━━━━━ Extracted entries

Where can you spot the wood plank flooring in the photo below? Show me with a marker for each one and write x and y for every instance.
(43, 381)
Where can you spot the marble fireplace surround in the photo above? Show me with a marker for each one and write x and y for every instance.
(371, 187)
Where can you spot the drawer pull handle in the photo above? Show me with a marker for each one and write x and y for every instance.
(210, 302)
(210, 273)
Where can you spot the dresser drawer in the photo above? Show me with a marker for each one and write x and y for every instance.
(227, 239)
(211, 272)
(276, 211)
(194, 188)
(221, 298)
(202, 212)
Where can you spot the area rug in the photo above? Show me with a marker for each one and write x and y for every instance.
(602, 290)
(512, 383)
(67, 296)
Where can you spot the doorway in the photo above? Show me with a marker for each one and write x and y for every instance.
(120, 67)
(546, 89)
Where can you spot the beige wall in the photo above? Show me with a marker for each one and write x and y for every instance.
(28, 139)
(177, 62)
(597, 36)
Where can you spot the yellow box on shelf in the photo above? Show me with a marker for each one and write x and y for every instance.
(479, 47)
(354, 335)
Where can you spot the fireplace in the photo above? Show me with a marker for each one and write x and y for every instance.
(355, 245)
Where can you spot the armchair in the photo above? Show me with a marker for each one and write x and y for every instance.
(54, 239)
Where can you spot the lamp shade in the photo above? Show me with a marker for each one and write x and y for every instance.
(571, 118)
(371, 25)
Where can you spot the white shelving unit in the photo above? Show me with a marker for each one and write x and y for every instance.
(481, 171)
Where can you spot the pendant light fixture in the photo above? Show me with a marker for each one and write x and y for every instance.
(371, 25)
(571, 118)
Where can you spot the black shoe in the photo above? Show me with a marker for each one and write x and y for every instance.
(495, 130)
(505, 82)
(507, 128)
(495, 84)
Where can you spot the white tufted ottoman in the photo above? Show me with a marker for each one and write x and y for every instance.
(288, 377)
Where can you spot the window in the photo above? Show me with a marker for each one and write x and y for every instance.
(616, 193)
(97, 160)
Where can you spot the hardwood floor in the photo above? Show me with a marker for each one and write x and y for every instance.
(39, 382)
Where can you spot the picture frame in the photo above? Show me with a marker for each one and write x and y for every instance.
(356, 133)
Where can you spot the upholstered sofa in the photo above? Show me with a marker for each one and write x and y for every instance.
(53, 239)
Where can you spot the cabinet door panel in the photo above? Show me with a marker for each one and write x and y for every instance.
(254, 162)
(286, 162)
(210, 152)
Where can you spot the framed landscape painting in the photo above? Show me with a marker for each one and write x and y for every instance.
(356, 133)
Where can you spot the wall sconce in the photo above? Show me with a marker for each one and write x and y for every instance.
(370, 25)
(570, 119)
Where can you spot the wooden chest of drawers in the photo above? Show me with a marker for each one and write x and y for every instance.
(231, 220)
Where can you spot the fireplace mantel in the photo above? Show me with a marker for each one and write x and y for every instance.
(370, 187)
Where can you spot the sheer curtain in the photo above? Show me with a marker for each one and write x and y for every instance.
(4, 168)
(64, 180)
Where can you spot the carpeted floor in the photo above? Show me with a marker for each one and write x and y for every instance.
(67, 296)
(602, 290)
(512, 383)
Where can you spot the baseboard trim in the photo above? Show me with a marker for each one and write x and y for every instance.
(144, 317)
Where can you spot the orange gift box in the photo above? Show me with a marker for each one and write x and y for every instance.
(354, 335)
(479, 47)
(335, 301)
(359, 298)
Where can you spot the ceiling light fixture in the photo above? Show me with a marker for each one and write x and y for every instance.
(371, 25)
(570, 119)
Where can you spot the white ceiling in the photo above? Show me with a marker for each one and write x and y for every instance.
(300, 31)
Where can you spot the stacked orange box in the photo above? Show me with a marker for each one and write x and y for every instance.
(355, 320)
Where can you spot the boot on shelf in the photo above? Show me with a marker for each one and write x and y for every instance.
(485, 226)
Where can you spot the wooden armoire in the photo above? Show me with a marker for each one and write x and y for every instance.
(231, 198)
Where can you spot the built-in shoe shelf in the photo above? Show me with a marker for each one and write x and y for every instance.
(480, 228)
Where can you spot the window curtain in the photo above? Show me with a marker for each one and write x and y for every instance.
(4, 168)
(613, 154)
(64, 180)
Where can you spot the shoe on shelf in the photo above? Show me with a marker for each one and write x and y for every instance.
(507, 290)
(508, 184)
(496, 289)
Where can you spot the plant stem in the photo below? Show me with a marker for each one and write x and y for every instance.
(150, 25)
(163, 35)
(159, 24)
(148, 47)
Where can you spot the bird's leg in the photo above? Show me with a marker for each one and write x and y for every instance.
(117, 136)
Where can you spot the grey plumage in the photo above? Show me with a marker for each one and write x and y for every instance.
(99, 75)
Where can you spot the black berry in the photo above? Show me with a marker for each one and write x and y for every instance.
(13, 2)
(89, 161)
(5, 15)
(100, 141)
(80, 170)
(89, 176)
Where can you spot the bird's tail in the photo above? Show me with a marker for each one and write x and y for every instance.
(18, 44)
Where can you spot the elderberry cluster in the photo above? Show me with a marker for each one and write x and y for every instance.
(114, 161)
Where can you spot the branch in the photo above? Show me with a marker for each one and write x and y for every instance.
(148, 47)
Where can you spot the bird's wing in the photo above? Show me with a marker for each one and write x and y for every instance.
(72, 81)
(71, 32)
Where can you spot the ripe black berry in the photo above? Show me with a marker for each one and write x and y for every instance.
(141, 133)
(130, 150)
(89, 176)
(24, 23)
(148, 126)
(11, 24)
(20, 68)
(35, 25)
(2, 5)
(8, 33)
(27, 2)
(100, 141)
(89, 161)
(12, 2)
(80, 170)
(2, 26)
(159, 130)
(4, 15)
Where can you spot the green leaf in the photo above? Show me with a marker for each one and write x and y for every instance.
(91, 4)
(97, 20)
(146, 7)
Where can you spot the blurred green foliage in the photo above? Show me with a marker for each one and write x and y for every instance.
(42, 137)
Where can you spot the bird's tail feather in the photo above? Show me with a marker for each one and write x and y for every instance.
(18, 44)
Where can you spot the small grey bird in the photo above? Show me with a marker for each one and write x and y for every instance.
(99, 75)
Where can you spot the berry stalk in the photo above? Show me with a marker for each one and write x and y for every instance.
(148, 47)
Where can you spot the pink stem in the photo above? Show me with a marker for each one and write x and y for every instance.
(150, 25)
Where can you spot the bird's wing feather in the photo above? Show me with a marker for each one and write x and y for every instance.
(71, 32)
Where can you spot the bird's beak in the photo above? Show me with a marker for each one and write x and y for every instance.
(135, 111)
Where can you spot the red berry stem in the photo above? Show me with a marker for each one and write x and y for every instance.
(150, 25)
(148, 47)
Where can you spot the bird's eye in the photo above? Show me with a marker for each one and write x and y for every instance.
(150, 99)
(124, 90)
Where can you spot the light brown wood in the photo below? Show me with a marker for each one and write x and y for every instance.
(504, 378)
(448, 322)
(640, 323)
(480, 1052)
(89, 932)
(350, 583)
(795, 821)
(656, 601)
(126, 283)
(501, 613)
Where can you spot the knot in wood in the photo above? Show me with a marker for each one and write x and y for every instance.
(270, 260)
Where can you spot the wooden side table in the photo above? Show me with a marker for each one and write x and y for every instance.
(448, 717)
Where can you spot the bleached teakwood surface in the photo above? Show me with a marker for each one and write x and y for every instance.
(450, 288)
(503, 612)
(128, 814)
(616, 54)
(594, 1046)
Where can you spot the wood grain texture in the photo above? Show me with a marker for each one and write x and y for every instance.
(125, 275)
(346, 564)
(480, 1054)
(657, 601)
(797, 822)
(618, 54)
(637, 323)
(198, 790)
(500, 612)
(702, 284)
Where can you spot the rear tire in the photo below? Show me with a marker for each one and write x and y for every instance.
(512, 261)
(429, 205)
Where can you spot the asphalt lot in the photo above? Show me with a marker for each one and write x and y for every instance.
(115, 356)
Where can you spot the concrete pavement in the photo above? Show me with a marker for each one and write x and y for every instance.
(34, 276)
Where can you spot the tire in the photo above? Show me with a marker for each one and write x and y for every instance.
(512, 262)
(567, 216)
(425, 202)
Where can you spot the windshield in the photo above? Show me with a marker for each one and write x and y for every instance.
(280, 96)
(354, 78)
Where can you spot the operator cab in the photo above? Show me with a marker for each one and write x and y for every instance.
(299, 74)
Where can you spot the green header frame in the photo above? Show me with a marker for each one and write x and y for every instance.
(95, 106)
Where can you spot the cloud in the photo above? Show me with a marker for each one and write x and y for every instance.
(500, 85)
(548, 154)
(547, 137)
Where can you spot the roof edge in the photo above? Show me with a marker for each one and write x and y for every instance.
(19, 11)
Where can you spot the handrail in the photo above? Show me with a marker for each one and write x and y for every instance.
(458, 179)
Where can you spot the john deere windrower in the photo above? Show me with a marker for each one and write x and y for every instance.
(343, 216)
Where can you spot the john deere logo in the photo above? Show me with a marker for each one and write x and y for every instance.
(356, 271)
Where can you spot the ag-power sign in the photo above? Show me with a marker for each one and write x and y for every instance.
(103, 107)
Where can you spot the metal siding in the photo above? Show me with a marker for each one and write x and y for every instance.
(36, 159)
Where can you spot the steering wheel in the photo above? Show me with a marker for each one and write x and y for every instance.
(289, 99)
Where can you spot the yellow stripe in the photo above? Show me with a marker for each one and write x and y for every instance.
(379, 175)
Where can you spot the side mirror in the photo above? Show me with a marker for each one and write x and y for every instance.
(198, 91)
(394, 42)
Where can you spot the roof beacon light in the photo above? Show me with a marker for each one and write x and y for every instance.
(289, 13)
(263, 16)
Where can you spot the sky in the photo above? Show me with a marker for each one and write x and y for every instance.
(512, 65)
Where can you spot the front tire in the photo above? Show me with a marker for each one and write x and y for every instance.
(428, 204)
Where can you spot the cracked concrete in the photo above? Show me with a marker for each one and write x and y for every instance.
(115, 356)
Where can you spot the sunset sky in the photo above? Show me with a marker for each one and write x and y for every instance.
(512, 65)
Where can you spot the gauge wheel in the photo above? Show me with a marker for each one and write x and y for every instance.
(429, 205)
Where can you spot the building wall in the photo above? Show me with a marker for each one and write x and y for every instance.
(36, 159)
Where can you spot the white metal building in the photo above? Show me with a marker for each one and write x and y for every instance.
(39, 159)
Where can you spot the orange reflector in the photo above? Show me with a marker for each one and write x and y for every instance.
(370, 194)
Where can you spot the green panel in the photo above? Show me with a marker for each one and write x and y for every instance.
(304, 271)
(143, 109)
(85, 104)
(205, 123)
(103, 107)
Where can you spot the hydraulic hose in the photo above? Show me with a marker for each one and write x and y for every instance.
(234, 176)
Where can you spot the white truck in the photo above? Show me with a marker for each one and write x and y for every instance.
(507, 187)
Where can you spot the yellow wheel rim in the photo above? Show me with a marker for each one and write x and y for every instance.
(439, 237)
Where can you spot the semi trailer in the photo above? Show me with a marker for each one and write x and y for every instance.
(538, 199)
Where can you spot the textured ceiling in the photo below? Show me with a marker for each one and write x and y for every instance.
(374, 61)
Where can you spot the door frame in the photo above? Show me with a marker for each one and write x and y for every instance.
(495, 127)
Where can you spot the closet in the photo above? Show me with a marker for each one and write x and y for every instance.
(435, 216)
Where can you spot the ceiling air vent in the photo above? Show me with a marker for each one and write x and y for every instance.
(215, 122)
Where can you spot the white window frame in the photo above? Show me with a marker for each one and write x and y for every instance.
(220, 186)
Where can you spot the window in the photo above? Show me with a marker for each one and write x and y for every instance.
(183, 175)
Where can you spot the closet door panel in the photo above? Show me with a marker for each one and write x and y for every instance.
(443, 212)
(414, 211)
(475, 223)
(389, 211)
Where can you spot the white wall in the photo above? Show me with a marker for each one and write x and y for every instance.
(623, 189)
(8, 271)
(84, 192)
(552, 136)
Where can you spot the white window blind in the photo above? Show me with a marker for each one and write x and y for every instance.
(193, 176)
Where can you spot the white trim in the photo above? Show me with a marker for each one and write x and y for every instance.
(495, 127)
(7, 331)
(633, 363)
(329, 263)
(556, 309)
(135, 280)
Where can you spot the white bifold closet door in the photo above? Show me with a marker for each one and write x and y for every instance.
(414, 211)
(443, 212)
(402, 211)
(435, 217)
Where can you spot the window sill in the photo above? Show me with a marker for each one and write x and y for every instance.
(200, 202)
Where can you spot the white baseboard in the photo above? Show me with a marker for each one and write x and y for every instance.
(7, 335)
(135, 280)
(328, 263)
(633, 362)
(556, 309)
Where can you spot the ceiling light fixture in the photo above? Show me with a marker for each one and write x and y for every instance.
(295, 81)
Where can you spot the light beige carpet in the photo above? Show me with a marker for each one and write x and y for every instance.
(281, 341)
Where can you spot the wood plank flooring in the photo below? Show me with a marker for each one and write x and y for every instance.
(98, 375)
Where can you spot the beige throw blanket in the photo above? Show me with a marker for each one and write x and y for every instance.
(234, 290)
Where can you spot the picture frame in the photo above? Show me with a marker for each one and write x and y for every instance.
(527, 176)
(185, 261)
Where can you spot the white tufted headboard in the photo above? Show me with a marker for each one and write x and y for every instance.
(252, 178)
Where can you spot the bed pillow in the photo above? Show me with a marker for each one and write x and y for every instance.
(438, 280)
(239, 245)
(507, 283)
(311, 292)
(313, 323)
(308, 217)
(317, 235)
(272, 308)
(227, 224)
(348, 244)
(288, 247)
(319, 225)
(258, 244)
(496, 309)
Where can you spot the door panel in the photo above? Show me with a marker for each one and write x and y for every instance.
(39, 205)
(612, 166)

━━━━━━━━━━

*What the task requires*.
Copy each line exactly, from the line containing "Where can you spot the light beige" down to the last line of the material, and no other lines.

*Output for this task*.
Where can you spot the light beige carpet in the photo above? Show me with a marker for each one and write x and y for every instance.
(281, 341)
Where can you spot the wood plank flooring in the photo below? Show me with a marker for each one and write x and y for every instance.
(98, 375)
Where can you spot the beige throw blanket in the photo above? Show me with a marker for each one and write x and y for every instance.
(234, 290)
Where can you spot the picture frame in the photo above? Show me with a marker for each one and write x and y for every instance.
(527, 176)
(185, 261)
Where can you spot the white tufted headboard in the photo above? Show me with a marker for each one and write x and y for every instance.
(252, 178)
Where can you spot the bed pillow in the photo above? Show me with a marker for each one and write x and y for every instance.
(438, 280)
(239, 245)
(507, 283)
(311, 292)
(313, 323)
(308, 217)
(317, 235)
(272, 308)
(227, 224)
(348, 244)
(288, 247)
(319, 225)
(258, 244)
(496, 309)
Where can you spot the door panel in the photo above? Show me with a marker for each one and write x and y for every instance.
(39, 205)
(612, 166)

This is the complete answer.